*Texto para leitura*:

Joana (Dira Paes) é escrivã em um cartório dum Brasil futurista popularmente cristão, embora ainda seja laico. Como boa evangélica, seu grande orgulho é tentar fazer com que casais que querem se divorciar repensem suas relações e, através da religião, voltem a ficar juntos. Junto a Danilo (Julio Machado), evangélico e infértil, o milagre que Joana busca é o de conseguir engravidar.

O primeiro ponto a se destacar no novo longa do pernambucano Gabriel Mascaro, é a frustração de expectativas que este pode vir a ser — e como isso pode ser bom. Em um Brasil de 2019, em pleno governo Bolsonaro, presidente assumidamente cristão, com um eleitorado evangélico fortíssimo, é interessante como o filme se propõe a olhar para essa realidade sem julgamentos aparentes. Em um filme onde se pode previamente esperar a paródia, a sátira, o riso preconceituoso, Mascaro lança um olhar afetuoso para com suas personagens, que demonstra um profundo estudo da cultura evangélica pentecostal brasileira sem nunca soar altivo, superficialista.

Talvez, aliás, este seja o maior gesto político de Divino Amor, olhar para o que seria um dos inimigos da esquerda do Brasil atual — a comunidade evangélica generalizada — , com um olhar de afeto. Se a burocracia, como diz o filme, não existe humanizada, a fé pode existir sim, e o olhar humanista que se lança nos personagens demonstra que Divino Amor é um filme sobre fé, antes de ser um filme sobre “um país dominado por evangélicos”.

O que Mascaro faz não é uma distopia, um futuro em que se deu tudo errado. Isso fica por conta da leitura do espectador, porque a proposta do filme me parece ser um “eles não falam tanto de um país com Deus acima de todos? toma aí o que seria um país evangélico”, sendo o filme uma provocação que se posiciona pela maneira respeitosa com que se coloca. Dá pra imaginar que, tirando as fartas cenas de sexo, seria um filme até que apreciado por evangélicos dos mais conservadores. E isso não é demérito. Em um tempo onde se exige combate e respostas nos filmes, Divino Amor a cada cena faz novas perguntas, sem rir de seus personagens até nos momentos mais ridículos, propondo uma ponte incomum para o cinema brasileiro atual, que é a da tentativa de compreender o lugar do outro através de seus sentimentos.

Com uma construção de mundo e mitologia bastante rica, e uma direção de arte e figurino que compõem muito bem o que seria essa realidade que une o high-tech brega do neon com toda a estética pentecostal das roupas sociais, das cortinas de cetim, dos vasos com plantas de plástico e do painel com cachoeira pintada, fica evidente que poucas vezes se viu esse Brasil na tela, e muito menos sem que fosse motivo de chacota. É importante salientar, aliás, como se vê Brasil nos rostos de coadjuvantes e figurantes, e como em posições de destaque encontramos corpos não tão bem representados em tela antes, como corpos gordos, negros, deficientes físicos, etc. É um futuro evangélico que deu certo em algum nível, afinal, porque até a economia parece ir bem. A própria maneira como o elemento cidade é incorporado, através de efeitos visuais bastante precisos e discretos, revela a atenção aos detalhes dessa construção de Brasil.

*O que se pede*: Por favor, reescreva todo o trecho da resenha que vai de "Joana (Dira Paes)" até "de conseguir engravidar.", trocando "Joana" por "Mariana". O material que vem depois é independente da resenha.

*Dados fornecidos*:

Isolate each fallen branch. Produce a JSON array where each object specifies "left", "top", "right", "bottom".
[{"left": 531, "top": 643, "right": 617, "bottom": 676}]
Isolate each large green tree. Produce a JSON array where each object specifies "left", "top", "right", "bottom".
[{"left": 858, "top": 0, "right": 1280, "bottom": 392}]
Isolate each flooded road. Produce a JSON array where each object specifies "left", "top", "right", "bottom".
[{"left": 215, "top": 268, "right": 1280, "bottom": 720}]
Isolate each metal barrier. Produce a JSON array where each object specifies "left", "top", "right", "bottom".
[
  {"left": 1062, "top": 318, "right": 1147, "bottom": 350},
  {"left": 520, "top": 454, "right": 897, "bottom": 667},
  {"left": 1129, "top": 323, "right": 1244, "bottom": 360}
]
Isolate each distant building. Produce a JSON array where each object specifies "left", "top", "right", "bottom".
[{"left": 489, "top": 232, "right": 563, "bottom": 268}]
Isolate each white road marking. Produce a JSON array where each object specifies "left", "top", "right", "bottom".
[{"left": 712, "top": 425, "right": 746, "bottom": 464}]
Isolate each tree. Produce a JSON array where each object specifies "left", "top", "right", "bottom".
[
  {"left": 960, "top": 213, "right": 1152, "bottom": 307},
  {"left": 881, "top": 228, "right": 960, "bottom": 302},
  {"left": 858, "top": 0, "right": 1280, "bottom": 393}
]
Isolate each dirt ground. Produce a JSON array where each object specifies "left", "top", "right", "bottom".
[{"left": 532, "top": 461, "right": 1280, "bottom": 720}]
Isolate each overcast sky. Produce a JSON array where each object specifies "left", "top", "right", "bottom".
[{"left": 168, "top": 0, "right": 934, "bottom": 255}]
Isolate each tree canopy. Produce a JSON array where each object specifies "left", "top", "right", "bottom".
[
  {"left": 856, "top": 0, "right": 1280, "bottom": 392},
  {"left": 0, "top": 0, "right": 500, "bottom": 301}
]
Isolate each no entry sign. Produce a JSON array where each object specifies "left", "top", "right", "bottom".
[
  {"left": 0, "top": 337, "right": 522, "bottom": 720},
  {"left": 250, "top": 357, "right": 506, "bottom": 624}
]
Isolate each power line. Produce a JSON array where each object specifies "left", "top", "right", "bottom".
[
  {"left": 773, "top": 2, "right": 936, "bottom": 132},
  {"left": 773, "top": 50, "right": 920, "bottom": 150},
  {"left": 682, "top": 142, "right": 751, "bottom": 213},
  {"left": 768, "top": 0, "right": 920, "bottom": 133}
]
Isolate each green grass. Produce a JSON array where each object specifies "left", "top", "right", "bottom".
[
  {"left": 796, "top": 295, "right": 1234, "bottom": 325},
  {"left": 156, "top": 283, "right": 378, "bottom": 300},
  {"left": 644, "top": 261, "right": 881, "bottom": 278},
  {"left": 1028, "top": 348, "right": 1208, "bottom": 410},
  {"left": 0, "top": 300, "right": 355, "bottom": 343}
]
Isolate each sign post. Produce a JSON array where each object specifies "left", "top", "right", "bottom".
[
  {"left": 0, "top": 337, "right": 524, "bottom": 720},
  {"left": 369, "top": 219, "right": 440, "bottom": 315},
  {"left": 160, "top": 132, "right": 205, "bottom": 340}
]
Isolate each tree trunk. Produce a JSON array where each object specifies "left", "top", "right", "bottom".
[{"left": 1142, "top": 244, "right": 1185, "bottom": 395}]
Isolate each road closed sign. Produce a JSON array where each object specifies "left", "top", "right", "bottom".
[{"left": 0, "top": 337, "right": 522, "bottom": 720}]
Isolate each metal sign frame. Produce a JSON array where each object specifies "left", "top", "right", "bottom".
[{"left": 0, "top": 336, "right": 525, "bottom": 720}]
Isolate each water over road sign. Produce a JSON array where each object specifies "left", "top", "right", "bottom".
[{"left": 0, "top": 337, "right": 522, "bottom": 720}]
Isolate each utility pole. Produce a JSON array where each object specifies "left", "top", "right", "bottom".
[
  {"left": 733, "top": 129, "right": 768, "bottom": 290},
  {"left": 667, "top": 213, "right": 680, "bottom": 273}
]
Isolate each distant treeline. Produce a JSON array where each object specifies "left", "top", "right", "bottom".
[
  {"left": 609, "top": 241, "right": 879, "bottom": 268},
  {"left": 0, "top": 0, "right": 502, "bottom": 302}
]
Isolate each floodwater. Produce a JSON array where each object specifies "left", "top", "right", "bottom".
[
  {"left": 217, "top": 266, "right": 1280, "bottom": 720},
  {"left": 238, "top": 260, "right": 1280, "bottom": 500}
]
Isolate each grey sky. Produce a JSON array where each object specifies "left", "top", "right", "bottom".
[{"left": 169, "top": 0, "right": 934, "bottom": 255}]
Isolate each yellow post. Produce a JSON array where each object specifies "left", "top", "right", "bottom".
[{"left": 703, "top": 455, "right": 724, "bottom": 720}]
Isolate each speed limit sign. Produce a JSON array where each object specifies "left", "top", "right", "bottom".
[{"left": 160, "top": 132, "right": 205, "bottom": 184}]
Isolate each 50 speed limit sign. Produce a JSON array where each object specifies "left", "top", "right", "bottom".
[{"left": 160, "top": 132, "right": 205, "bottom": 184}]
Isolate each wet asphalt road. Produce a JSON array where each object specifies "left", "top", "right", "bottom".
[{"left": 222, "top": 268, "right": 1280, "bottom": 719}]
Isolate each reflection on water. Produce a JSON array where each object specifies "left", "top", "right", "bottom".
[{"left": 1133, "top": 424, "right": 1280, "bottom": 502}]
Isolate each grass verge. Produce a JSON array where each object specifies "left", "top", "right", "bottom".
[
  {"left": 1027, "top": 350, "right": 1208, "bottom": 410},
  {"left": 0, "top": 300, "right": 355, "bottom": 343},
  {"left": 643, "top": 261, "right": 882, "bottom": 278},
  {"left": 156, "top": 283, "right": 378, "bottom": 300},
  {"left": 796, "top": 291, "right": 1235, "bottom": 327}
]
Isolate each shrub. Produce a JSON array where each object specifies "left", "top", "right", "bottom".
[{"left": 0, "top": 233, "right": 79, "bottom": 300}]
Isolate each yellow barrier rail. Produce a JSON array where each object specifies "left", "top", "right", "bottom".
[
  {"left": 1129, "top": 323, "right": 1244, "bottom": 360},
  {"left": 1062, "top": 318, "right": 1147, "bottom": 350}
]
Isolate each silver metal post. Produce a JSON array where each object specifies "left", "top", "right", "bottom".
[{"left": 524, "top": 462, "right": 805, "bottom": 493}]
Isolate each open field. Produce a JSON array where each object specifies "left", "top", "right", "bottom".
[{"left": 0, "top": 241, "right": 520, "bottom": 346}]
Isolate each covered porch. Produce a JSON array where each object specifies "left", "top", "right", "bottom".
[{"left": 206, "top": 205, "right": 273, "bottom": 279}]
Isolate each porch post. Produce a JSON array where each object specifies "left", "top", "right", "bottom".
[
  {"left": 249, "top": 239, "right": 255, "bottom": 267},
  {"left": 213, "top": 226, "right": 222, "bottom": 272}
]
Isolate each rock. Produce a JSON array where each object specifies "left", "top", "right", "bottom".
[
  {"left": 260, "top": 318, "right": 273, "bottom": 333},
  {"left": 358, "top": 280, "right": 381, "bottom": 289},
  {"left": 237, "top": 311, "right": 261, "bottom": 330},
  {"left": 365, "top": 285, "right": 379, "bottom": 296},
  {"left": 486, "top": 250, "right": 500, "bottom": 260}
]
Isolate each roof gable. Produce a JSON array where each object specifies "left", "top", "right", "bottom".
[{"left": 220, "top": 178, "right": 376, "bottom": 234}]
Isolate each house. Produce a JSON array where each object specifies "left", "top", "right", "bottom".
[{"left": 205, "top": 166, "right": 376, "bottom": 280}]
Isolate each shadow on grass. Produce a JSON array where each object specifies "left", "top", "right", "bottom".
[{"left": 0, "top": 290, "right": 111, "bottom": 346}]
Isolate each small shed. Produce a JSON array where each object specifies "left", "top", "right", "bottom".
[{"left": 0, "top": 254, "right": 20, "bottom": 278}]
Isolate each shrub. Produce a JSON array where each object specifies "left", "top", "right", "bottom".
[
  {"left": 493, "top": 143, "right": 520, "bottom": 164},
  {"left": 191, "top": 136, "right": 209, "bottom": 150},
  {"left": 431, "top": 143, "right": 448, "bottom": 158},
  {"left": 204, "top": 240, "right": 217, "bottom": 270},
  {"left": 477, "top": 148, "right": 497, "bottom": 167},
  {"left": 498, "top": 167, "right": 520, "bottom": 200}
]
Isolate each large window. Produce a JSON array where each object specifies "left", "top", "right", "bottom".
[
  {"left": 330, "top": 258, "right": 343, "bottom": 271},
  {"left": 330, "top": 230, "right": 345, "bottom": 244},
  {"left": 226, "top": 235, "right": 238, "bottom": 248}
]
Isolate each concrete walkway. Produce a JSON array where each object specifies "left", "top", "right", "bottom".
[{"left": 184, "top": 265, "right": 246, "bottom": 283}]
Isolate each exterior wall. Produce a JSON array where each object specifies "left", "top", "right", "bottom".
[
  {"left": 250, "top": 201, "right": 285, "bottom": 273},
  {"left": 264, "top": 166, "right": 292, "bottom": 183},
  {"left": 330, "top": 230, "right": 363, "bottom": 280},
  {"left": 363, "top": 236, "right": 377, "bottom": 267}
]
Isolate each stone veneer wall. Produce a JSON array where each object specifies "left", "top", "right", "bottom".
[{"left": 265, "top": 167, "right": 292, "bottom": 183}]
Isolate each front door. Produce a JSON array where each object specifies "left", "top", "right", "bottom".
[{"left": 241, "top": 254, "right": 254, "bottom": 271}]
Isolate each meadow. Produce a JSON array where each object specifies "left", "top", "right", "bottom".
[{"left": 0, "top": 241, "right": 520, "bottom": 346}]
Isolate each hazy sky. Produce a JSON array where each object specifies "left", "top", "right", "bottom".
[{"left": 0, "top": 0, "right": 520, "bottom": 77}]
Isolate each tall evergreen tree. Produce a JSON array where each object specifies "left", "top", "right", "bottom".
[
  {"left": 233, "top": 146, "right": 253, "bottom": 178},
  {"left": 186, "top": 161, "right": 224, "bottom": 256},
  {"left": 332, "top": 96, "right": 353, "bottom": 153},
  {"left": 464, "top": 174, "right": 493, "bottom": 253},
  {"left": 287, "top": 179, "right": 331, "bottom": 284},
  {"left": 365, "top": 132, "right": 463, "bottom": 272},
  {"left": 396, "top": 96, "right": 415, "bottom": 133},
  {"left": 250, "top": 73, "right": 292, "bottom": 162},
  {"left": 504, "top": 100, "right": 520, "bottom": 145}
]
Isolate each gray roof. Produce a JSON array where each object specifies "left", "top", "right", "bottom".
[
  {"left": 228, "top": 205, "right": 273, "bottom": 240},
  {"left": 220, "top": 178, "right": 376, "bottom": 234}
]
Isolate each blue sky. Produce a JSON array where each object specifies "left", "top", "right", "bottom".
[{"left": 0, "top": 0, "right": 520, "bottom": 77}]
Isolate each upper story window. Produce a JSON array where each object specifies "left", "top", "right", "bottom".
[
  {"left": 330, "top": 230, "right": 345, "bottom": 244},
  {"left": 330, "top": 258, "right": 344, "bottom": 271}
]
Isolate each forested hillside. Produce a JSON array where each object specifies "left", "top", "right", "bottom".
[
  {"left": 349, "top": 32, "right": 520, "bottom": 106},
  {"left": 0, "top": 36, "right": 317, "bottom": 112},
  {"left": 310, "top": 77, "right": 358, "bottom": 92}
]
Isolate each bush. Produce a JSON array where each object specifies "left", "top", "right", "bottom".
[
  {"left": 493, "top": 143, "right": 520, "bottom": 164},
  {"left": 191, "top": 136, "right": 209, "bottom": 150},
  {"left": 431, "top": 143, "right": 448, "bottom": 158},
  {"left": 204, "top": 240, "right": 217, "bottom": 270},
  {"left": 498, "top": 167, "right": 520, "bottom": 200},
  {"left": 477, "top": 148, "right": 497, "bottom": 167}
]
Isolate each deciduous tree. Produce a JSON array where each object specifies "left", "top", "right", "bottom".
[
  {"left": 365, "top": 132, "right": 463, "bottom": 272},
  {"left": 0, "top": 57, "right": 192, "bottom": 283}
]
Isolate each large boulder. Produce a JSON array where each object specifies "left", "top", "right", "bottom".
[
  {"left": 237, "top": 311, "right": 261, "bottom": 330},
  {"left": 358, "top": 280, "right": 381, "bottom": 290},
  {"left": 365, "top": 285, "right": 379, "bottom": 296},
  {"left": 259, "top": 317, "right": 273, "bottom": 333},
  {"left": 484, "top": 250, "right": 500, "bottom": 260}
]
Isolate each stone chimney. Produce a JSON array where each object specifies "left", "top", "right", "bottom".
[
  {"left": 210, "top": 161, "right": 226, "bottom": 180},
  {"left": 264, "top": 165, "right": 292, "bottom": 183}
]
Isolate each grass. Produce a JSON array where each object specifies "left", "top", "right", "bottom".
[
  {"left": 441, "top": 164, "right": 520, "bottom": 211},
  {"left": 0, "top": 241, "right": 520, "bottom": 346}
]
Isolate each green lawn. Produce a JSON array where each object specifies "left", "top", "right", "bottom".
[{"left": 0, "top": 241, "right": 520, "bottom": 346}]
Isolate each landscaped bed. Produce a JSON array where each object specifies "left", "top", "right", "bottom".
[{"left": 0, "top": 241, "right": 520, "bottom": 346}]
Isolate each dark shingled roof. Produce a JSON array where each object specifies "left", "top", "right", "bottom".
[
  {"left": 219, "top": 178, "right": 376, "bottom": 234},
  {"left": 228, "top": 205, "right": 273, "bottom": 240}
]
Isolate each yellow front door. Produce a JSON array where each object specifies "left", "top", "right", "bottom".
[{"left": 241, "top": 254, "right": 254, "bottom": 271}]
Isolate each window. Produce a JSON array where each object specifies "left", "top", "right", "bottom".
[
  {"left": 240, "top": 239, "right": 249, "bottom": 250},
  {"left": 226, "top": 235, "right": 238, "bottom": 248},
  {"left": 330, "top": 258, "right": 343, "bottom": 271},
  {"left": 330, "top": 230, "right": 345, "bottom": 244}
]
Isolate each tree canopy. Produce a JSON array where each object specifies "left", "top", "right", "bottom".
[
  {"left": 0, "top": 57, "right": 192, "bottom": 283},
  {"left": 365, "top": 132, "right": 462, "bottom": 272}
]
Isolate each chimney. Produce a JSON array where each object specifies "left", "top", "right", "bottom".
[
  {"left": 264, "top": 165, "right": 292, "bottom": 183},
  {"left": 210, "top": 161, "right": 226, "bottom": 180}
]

*Resposta*:
Mariana (Dira Paes) é escrivã em um cartório dum Brasil futurista popularmente cristão, embora ainda seja laico. Como boa evangélica, seu grande orgulho é tentar fazer com que casais que querem se divorciar repensem suas relações e, através da religião, voltem a ficar juntos. Junto a Danilo (Julio Machado), evangélico e infértil, o milagre que Mariana busca é o de conseguir engravidar.